■ TO BE DONE ■
Give the lines of the records from the one containing "Args: query, the phrase to segment: boulder" through the one containing "Returns: the outline of every instance of the boulder", inclusive, as a numbered list, leaving out any blank lines.

■ DATA ■
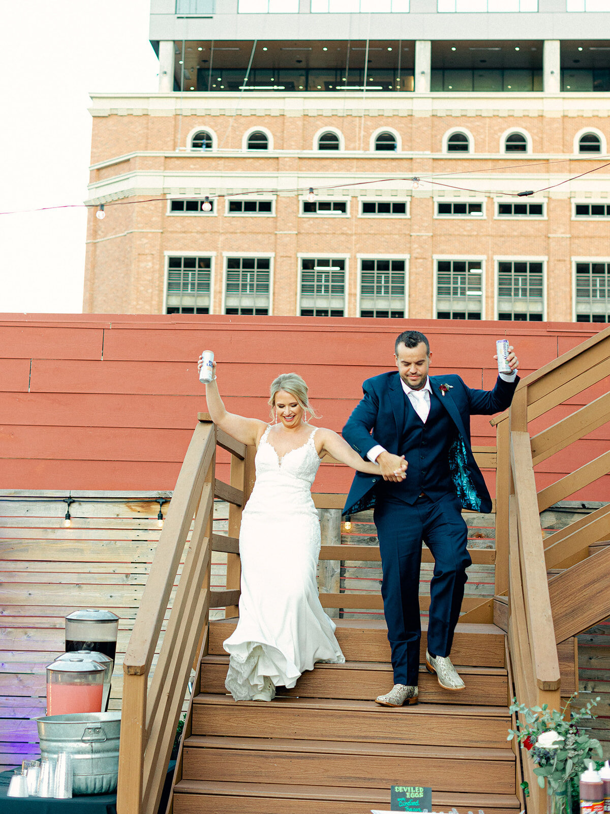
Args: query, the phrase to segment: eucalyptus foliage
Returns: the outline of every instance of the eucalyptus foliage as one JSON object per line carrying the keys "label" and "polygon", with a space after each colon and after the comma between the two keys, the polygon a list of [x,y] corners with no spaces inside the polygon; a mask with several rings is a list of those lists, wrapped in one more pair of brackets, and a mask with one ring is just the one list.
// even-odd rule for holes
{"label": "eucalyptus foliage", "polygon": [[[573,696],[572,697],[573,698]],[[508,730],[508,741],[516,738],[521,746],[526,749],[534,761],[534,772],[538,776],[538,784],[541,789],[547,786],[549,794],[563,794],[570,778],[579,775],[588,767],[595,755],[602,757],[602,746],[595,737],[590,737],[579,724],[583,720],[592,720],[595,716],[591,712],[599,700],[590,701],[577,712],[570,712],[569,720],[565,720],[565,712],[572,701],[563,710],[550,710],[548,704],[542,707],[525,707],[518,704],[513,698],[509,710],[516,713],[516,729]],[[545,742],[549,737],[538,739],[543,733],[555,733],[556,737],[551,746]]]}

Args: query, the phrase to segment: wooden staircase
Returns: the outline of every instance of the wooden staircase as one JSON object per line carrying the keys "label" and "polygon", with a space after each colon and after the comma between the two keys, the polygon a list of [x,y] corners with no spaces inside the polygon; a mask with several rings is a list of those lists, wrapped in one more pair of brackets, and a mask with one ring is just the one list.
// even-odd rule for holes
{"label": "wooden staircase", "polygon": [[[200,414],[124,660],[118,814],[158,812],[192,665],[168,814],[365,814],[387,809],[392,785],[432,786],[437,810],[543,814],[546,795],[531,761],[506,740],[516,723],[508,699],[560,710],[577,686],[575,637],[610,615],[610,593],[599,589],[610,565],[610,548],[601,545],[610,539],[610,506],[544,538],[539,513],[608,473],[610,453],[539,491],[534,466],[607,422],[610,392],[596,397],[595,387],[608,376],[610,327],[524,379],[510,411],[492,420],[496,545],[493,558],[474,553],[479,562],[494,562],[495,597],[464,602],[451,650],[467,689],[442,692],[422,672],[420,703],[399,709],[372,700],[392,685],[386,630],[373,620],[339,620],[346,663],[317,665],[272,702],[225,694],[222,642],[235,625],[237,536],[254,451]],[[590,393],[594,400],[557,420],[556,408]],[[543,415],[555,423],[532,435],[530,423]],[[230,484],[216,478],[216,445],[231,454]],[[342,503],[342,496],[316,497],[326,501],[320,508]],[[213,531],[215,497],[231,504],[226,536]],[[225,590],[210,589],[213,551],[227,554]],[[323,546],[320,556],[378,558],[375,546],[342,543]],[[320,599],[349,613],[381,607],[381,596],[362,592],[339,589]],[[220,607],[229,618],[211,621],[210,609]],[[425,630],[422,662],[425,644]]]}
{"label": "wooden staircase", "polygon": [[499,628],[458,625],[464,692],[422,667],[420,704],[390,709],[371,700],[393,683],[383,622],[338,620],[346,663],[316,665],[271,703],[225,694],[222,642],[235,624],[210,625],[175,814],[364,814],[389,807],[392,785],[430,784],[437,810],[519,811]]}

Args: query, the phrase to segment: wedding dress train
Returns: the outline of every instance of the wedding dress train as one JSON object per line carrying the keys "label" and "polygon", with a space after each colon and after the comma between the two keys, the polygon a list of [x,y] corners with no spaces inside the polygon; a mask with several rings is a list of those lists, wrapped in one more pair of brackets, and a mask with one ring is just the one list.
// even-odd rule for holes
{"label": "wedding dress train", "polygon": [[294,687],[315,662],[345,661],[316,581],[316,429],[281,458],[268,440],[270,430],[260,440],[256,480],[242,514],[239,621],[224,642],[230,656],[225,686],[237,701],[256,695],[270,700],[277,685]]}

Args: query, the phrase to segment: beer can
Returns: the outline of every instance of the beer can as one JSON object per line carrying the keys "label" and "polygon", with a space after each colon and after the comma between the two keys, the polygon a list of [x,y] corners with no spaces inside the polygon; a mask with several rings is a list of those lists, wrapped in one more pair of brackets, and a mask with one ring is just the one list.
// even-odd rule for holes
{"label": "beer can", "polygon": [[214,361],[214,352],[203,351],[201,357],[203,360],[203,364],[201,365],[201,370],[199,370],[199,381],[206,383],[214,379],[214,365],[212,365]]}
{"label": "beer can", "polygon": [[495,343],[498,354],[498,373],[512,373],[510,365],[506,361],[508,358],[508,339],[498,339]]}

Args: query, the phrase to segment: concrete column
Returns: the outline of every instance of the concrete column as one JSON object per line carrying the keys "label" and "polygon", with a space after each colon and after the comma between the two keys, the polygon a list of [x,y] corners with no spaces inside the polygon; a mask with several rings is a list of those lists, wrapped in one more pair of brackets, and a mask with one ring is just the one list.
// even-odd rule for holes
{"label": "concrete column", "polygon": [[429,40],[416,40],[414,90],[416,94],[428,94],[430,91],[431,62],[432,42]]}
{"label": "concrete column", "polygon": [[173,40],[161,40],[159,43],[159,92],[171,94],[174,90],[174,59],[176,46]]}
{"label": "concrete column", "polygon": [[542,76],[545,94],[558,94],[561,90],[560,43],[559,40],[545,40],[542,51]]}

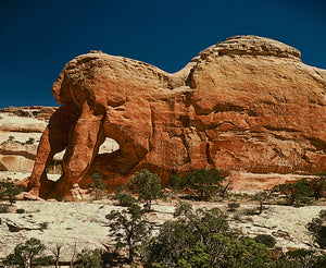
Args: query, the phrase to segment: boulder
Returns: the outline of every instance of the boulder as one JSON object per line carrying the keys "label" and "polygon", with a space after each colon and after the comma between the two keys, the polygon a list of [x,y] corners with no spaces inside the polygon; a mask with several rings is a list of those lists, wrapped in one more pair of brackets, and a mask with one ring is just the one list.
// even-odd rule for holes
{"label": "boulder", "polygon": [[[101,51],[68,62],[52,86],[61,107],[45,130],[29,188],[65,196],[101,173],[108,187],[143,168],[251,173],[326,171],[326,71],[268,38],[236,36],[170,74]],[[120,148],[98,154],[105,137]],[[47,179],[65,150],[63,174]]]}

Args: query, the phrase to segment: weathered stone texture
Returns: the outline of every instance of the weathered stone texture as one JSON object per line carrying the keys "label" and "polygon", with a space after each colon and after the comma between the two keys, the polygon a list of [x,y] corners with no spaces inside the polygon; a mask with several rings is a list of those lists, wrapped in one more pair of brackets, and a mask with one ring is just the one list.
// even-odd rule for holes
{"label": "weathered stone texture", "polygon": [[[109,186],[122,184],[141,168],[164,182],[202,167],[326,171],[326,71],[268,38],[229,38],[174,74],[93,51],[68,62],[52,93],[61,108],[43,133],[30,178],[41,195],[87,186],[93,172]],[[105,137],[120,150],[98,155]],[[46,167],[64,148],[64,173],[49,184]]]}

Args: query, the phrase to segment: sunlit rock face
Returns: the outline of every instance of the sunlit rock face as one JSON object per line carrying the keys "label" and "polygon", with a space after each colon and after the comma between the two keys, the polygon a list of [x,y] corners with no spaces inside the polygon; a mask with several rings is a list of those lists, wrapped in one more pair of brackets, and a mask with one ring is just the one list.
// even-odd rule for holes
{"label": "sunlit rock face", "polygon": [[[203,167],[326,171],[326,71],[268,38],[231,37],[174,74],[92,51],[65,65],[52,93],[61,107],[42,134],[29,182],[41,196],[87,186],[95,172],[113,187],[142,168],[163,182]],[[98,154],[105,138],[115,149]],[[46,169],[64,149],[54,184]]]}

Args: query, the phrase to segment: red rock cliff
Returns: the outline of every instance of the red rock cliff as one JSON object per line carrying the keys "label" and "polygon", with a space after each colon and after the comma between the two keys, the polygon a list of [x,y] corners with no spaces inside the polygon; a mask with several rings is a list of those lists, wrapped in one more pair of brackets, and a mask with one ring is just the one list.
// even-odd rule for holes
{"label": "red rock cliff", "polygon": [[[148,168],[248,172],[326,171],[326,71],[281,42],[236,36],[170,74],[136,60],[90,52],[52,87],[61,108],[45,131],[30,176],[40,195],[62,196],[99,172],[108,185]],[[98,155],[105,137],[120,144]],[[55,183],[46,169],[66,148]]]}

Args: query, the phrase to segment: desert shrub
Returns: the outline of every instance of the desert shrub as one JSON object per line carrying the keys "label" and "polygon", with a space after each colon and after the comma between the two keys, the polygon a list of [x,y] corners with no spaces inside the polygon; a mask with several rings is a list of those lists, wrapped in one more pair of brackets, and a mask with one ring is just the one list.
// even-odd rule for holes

■ SOLUTION TO THIS EXERCISE ■
1. Args: query, the phrase to segment: boulder
2. Returns: the outline of every instance of the boulder as one JSON object per line carrying the keys "label" and "polygon", with a space after each colon and after the comma between the two keys, the polygon a list of [x,y] corners with no spaces inside the polygon; a mask with several rings is a list of those lists, wrapped in one more pair of brackets, and a mask with one ring is just the one list.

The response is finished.